[Pointing entries for named objects]
--------------------------------
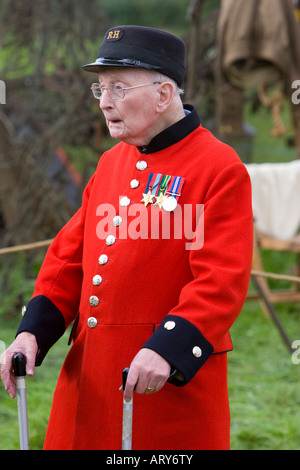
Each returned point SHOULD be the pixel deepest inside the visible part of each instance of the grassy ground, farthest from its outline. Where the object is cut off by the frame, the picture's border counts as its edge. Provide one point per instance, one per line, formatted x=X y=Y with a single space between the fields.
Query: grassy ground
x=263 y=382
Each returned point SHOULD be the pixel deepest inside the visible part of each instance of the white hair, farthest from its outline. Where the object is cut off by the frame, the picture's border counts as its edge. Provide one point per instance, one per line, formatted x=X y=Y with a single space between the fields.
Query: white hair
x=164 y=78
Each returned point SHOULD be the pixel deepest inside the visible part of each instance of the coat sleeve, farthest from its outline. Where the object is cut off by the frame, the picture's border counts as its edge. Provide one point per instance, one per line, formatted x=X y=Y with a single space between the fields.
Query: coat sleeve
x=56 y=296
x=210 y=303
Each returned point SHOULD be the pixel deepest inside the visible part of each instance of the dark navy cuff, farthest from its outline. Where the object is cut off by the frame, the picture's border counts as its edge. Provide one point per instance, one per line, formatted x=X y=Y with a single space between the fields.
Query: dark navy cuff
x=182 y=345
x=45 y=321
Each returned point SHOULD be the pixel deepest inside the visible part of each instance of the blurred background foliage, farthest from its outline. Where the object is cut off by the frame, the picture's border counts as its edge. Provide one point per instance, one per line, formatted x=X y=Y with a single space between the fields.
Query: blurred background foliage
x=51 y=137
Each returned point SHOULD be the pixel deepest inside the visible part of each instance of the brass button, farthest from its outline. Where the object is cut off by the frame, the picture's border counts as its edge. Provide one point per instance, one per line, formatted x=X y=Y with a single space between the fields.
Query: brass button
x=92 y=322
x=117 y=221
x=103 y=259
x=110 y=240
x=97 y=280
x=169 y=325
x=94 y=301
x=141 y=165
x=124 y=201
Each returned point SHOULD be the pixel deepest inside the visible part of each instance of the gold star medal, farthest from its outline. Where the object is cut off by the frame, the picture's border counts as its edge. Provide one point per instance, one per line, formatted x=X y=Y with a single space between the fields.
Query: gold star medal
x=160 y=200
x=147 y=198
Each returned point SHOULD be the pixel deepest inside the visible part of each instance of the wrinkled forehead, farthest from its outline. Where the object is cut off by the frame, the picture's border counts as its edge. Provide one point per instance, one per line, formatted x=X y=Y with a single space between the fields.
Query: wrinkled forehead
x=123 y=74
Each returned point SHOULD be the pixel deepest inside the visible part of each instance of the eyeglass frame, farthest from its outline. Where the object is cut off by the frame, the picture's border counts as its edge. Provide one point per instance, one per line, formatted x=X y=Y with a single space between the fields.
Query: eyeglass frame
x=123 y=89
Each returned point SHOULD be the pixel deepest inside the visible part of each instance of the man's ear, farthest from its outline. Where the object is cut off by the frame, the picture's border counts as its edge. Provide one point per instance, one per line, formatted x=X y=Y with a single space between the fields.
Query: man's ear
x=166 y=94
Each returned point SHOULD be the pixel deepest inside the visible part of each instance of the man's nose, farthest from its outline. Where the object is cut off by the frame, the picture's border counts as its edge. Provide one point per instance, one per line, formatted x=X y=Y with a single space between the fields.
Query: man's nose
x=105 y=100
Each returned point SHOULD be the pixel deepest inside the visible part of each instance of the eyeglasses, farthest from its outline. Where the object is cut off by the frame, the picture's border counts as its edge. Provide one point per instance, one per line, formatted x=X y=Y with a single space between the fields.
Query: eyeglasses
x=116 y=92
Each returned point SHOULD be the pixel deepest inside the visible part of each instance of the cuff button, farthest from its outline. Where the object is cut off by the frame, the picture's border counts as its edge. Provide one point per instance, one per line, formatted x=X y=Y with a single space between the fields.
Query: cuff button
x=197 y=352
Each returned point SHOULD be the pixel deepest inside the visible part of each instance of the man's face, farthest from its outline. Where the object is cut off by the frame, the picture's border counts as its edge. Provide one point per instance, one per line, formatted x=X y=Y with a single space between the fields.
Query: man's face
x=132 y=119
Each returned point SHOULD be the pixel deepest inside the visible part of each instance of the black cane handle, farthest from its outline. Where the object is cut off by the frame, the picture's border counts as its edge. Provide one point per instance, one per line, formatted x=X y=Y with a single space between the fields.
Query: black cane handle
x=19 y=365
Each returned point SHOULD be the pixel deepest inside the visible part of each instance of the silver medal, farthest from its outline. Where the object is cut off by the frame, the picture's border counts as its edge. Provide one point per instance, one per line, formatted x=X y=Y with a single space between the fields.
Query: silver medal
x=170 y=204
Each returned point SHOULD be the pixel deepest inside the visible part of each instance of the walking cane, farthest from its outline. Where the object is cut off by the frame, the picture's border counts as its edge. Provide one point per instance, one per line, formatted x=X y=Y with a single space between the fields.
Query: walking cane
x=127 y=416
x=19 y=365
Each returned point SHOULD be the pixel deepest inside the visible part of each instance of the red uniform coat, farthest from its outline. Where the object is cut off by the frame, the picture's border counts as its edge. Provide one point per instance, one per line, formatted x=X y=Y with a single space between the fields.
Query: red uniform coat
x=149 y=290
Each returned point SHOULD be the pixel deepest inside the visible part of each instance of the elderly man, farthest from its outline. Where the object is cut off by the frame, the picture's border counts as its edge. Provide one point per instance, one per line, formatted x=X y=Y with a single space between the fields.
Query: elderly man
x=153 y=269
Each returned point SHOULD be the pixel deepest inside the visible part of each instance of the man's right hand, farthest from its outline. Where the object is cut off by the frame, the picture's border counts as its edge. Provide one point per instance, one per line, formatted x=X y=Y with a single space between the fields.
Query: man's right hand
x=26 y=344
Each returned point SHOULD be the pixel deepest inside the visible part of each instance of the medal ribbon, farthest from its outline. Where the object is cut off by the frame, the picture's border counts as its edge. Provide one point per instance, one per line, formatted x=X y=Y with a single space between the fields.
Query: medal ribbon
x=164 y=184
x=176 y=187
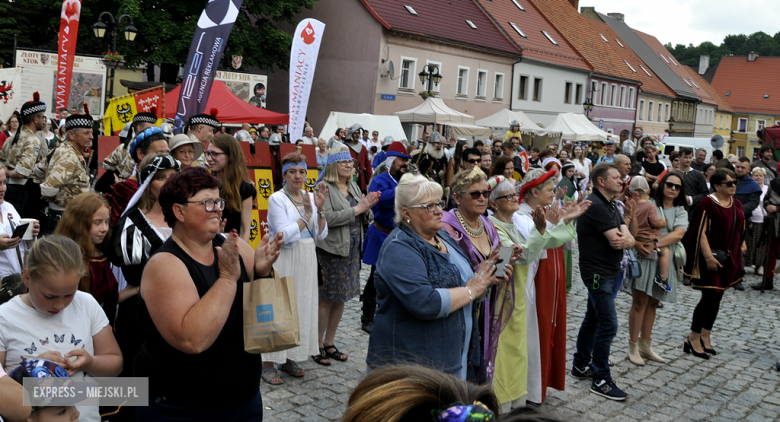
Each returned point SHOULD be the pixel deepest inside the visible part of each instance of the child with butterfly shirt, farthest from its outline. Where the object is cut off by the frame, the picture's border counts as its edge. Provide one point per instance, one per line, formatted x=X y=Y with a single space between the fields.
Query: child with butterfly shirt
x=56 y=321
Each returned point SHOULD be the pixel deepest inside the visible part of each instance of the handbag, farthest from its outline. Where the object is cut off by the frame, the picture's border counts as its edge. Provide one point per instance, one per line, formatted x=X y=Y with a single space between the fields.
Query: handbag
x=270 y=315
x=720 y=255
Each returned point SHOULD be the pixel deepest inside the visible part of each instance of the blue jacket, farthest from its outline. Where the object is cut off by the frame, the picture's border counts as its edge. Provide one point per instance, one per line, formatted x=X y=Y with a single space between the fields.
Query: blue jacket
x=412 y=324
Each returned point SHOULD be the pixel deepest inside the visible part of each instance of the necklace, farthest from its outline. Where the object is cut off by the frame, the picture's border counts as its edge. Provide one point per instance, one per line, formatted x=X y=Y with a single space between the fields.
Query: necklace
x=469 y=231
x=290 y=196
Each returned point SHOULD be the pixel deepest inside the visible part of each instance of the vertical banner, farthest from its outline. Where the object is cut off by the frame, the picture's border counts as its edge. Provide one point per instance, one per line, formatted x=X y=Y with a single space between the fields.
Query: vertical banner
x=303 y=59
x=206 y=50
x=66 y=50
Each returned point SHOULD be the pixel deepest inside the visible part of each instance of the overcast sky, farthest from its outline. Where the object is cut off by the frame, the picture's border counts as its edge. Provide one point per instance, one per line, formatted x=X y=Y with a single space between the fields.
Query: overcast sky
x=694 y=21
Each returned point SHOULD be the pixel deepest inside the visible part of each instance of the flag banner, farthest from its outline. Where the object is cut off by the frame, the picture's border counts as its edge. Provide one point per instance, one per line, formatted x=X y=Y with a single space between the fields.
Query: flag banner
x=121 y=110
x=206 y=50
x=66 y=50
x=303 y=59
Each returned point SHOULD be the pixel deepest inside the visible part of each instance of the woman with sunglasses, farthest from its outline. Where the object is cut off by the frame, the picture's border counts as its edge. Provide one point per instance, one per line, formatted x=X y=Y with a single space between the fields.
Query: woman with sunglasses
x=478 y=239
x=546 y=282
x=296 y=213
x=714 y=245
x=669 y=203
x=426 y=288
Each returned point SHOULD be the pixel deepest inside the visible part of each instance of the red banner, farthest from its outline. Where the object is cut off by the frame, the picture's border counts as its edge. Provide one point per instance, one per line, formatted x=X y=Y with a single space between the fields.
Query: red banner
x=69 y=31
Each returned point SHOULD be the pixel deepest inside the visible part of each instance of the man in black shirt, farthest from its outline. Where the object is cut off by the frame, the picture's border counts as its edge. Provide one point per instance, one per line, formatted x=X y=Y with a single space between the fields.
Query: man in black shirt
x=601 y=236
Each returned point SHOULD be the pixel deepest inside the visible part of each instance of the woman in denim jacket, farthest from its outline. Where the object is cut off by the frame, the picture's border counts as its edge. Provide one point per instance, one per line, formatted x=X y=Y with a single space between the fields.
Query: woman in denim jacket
--------------------------------
→ WHAT THE TASK REQUIRES
Format the listing lines from the one holding "black shirt, farthest" through the end of the listing, inclusive, as a Markdown table with the columns Row and Text, leaving out any blank lines.

→ RESULT FOR THIS EXERCISE
| Row | Text |
|---|---|
| 1 | Each returned point SHOULD be the pixel deepest inside the visible part of each instance of the man in black shirt, farthest from its outline. Where the object is cut off by the frame, the picture's border counts as its edge. Provide one point per instance, one per line, formatted x=X y=Y with a single space between the fields. |
| 2 | Query: man in black shirt |
| 3 | x=601 y=236 |
| 4 | Each returned point SHOULD be the pixel deepest inside the visible part of each instance of the woman in denim jacket, farthest from its outline. Where the object is cut off by the frame, the picture's border counts as its edge. Provide one point per instance, one per line, formatted x=X y=Y with a single space between the fields. |
| 5 | Query: woman in denim jacket |